Goal of the exercise: Could you resize the records by writing out again every line, requests included, starting at the line that contains "Target: off-road utv" and ending at the end of the records, with each point coordinate in the answers multiplied by 1.45 and rounded to a whole number (halves round up)? Give only those lines.
--- Source material ---
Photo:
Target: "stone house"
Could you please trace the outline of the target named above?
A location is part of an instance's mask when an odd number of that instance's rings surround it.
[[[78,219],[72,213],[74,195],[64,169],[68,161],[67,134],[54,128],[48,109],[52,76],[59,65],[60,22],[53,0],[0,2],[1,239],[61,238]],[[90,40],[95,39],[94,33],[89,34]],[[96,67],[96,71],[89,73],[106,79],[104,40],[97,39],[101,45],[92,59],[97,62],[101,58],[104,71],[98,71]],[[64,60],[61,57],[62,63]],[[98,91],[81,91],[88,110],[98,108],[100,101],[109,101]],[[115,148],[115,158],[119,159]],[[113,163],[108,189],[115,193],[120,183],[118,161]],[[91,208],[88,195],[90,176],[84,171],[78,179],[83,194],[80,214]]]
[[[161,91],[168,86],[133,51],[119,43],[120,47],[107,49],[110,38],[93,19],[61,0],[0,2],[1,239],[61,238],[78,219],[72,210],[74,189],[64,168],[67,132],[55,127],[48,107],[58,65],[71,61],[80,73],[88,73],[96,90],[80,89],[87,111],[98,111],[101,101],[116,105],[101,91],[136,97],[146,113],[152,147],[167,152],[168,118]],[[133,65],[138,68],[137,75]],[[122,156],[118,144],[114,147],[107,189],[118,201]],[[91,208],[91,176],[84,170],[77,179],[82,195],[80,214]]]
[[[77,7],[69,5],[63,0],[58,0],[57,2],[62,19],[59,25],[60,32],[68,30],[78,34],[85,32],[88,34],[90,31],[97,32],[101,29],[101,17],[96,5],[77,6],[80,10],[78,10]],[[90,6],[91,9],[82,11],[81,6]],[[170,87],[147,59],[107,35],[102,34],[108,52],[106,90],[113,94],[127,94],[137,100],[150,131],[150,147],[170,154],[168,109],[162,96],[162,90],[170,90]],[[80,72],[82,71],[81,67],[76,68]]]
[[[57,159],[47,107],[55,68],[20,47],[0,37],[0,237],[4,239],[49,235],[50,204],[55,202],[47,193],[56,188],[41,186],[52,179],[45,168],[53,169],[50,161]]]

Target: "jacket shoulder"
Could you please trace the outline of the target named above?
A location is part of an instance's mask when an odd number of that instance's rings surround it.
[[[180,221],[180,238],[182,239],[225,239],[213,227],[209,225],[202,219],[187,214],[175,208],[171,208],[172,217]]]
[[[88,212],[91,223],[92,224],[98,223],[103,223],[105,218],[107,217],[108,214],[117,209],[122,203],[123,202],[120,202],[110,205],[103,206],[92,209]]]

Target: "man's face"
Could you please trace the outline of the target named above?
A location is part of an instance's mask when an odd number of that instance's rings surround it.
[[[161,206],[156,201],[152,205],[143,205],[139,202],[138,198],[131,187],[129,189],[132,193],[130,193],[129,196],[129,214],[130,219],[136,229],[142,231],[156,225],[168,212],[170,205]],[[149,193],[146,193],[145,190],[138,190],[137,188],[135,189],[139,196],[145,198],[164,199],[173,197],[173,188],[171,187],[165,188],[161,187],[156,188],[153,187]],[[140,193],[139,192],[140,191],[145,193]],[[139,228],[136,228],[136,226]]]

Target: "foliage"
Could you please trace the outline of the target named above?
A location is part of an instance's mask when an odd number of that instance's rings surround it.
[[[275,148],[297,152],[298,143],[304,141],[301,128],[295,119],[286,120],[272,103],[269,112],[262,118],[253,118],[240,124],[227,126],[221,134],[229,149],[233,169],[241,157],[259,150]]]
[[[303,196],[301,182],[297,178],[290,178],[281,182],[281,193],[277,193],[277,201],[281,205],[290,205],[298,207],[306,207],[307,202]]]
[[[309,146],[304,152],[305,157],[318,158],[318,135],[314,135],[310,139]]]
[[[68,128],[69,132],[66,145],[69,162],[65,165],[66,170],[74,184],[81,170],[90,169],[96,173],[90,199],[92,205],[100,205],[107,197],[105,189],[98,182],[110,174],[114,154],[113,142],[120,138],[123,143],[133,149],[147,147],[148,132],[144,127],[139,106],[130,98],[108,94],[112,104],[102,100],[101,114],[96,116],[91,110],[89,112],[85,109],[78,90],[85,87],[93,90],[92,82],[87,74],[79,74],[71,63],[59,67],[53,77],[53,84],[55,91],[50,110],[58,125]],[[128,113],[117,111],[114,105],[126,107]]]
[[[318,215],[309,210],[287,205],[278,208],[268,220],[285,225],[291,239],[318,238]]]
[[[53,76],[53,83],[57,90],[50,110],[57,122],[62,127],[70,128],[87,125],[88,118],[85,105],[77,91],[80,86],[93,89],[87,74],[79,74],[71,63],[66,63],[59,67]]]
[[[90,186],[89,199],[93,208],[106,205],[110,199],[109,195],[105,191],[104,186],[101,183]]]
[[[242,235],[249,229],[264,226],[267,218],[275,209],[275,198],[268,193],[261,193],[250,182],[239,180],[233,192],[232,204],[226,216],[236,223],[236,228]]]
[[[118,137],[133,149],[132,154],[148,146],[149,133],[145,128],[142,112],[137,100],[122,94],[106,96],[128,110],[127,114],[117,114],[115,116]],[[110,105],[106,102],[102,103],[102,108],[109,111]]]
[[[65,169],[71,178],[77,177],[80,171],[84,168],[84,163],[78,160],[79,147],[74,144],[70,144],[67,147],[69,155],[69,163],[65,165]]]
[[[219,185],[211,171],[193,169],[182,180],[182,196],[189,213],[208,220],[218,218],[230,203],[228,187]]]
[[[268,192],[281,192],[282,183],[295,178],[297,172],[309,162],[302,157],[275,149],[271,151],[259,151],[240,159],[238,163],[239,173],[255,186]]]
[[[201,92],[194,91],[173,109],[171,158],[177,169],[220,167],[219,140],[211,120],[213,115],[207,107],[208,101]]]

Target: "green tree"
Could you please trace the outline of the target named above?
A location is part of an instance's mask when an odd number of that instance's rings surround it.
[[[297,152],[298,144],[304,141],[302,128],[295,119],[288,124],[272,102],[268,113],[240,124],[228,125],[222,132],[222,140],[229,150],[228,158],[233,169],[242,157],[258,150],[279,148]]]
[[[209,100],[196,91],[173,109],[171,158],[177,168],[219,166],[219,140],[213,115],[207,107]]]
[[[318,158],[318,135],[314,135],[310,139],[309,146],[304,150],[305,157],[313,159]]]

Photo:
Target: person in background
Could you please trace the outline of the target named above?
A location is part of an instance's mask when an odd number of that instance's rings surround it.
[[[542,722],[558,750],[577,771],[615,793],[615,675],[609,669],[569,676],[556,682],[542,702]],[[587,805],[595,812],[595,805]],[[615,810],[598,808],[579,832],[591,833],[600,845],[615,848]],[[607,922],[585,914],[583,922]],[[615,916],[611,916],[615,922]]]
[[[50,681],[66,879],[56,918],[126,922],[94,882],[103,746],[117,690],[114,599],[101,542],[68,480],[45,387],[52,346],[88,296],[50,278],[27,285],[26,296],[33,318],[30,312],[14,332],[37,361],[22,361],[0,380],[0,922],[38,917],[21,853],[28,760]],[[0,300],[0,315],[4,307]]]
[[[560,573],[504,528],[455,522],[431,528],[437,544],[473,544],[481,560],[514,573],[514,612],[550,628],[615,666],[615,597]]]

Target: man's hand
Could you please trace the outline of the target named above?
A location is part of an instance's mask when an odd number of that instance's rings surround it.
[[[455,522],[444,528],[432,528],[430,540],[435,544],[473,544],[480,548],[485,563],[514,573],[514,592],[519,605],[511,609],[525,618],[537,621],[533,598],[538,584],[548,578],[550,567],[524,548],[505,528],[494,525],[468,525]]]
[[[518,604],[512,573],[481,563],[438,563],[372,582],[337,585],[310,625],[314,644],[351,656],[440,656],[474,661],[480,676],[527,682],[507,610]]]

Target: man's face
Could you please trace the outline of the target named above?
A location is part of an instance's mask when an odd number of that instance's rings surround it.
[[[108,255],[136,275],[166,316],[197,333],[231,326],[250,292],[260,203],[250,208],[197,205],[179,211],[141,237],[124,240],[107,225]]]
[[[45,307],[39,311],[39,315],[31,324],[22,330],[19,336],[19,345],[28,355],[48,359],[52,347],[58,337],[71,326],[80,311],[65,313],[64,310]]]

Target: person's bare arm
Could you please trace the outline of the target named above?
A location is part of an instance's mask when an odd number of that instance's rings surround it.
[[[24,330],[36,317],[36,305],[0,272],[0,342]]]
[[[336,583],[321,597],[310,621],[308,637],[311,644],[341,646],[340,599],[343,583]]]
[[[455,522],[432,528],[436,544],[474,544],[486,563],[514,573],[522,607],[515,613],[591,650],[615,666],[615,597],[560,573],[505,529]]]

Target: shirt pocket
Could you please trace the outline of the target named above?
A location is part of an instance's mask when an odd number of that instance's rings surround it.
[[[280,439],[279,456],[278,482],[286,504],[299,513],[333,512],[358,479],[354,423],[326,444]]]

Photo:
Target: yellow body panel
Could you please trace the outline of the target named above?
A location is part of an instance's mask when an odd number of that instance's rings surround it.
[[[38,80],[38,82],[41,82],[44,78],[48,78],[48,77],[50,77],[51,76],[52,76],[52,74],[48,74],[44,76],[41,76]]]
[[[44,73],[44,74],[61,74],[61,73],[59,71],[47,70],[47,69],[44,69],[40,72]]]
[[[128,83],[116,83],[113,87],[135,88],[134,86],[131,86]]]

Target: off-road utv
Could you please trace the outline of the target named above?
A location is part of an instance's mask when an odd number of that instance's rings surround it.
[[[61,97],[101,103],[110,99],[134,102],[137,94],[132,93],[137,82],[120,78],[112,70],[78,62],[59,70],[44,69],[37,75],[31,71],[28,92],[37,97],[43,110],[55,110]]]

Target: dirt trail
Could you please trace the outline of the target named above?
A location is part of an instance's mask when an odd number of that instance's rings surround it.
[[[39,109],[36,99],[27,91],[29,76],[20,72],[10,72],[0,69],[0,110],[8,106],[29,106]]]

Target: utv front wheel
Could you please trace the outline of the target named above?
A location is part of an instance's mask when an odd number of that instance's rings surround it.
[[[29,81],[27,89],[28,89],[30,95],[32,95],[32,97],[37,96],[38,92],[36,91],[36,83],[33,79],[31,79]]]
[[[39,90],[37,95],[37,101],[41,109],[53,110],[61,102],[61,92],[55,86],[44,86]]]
---
Exercise response:
Target: off-road utv
Could you please trace the outline of the target named above?
A location is part of an instance's mask when an odd number of that instance's rings surround it.
[[[88,141],[146,149],[160,144],[194,148],[199,136],[191,135],[199,119],[174,113],[162,102],[113,90],[86,102],[64,100],[54,109],[45,103],[41,133],[54,141],[62,160],[80,160]]]

Target: dirt trail
Could you please trace the outline of the target named above?
A location is part of an instance's mask when an odd number of that instance's rings surround it.
[[[57,158],[52,144],[39,132],[42,110],[29,104],[15,104],[0,100],[0,160],[12,154],[42,154]]]

Target: utv front wheel
Could you please trace the outline of the target named above?
A location is part of an instance's mask when an odd number of that instance's rings surround it.
[[[42,117],[39,129],[41,129],[44,138],[46,138],[46,141],[54,139],[55,133],[52,132],[52,120],[48,115],[45,115]]]
[[[57,131],[54,138],[54,146],[59,158],[77,160],[88,148],[88,133],[80,125],[64,125]]]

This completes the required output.